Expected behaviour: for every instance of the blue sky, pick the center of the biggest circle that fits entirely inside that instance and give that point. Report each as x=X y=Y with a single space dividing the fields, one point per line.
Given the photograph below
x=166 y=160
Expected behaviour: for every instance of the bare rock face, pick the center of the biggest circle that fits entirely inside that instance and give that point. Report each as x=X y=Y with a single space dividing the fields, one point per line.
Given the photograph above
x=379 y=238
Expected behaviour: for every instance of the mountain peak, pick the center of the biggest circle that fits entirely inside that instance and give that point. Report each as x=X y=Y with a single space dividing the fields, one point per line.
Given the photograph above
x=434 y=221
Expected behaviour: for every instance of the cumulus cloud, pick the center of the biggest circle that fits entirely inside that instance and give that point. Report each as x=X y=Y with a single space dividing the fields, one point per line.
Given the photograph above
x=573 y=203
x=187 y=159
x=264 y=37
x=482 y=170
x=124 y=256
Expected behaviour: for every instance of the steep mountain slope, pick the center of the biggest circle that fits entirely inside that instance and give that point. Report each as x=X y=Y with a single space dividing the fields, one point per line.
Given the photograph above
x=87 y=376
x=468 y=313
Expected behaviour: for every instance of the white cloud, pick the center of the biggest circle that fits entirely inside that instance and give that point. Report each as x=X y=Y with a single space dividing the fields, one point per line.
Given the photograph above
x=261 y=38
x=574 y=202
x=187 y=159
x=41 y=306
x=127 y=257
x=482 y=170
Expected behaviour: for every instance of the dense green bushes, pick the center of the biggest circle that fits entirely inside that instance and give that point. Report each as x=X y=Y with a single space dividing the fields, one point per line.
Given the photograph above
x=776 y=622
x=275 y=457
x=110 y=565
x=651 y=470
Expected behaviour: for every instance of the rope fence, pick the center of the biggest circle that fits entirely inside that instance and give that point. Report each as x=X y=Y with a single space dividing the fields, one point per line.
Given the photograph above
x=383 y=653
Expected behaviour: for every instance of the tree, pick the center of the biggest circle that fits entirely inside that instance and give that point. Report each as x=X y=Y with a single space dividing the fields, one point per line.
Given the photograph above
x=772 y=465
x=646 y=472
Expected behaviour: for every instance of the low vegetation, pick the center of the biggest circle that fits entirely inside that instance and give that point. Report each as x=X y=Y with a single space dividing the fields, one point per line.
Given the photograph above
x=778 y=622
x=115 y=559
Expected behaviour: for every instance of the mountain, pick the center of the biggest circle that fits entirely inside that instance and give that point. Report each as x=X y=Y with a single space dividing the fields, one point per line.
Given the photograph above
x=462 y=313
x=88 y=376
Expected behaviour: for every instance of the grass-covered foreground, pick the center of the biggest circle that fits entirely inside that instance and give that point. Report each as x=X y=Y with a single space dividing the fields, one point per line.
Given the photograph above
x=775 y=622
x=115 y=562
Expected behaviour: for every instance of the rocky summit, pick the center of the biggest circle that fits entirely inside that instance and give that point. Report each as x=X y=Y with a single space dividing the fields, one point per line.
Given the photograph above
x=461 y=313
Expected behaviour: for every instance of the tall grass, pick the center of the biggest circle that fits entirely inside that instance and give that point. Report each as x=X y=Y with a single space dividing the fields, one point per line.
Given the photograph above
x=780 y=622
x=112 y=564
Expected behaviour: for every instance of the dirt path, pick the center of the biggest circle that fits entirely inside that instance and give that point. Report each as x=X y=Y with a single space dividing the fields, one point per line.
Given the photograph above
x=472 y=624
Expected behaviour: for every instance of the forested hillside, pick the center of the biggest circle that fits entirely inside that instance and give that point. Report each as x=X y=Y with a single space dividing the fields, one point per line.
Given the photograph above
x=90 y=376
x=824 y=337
---------------
> _DIRECTIONS FOR THIS TASK_:
Reproduce every line of the material above verbatim, with no changes to wording, spacing, or order.

> _RESPONSE TO THIS EXERCISE_:
Expected behaviour: for every instance of the blue sky, pick the center of the biggest circle that fits entirely inside that instance and give that point. Report each as x=X y=Y with a single space dividing the fields, one point per line.
Given the photograph below
x=166 y=160
Expected behaviour: for every instance of the bare rock face, pick the center of the biggest circle that fits entirely inside that instance and give that point. Report each as x=X y=Y with a single space dividing the fields, one point per line.
Given the photograph above
x=379 y=238
Expected behaviour: for every instance of the mountain peak, pick the center of the biggest circle that fits entirely inside that instance and give that point. Report each as x=X y=Y with a single space dividing the fields, one point per line.
Given the photograph above
x=434 y=221
Expected behaviour: for every instance of the cumulus cloud, pick the center of the biggest circle that fits entirely inside that instance and give that point. Report each as x=X y=Y with a single space dividing the fields, one point per line.
Given the photograph above
x=573 y=203
x=187 y=159
x=264 y=37
x=482 y=170
x=124 y=256
Expected behaviour: for every instance of the steep mountain slope, pick the center of the biggest circle that fits entirely inside that instance and give that point. Report each as x=X y=Y with a single space dividing the fields, one point per line.
Given the photograph above
x=87 y=376
x=468 y=313
Expected behaviour: for every instance of the white cloud, pick the center of the biggest circle that fits entirely inside that instance and give that point. Report each as x=X y=Y with a single space dividing the fields, one point per line.
Given the photograph above
x=261 y=38
x=574 y=202
x=187 y=159
x=41 y=306
x=127 y=257
x=482 y=170
Expected behaviour: for every instance of the dense green bushes, pick the center of the biggest circle that fits entirely inside that instance and give that point. Report each as x=X y=Y with a single space dividing the fields, one point per line.
Given the photograph above
x=776 y=622
x=275 y=457
x=110 y=565
x=651 y=470
Expected behaviour: for every instance of the rope fence, pick the center of the biggest circle that fits entirely inside that instance and give that point. Report each as x=X y=Y with a single space dividing the fields, one point per line.
Given the photograph above
x=383 y=653
Expected behaviour: for every instance of the tree, pick the center of the biggest circle that fits entirely inside that instance and give that point. Report each as x=X y=Y with a single space dividing the fields, one point per line.
Given the photograph above
x=772 y=465
x=646 y=472
Expected behaviour: for every instance of the low vegetation, pick the center of the biggest circle that fits entirely inside that instance and give that point. Report each as x=X y=Y with a single space dividing the fields, one point per line.
Given the photograph above
x=778 y=622
x=115 y=559
Expected behaviour: for every instance of the mountain, pick the center of the biggest circle that fits entirely inside that instance and give that point. Report each as x=X y=Y with a single space dividing the fields, one point per line.
Given the photograph above
x=462 y=313
x=88 y=376
Expected behaviour: for every instance of the grass-covered foreground, pick the center of the biggest circle that fits entirely inside that instance and give that point. Report each as x=X y=Y with a single space dividing the fields, one point per line.
Given the photograph above
x=775 y=622
x=115 y=562
Expected behaviour: for every instance of the rocky summit, pick the center of the biggest circle that fits entirely inside that instance and give that point. Report each as x=X y=Y with a single space dividing the fields, one point per line.
Given the photograph above
x=461 y=313
Expected behaviour: for every instance of the tall grass, pick the center of the biggest circle that fits entirely inside that instance and give that point. Report each as x=X y=Y with a single space dividing the fields, one point per line.
Given the photograph above
x=780 y=622
x=112 y=564
Expected behaviour: for every instance of the dirt path, pick the center of the biggest circle that fits entirely inside that instance and give that point. Report each as x=X y=Y with a single space dividing the fields, one point per line.
Given the photograph above
x=472 y=624
Expected behaviour: for every instance of the forested hillside, pick the center of the biggest circle that fits entirely inside that instance and give that point. Report each as x=X y=Y with a single space dividing the fields, one point per line.
Given the photograph above
x=90 y=376
x=824 y=337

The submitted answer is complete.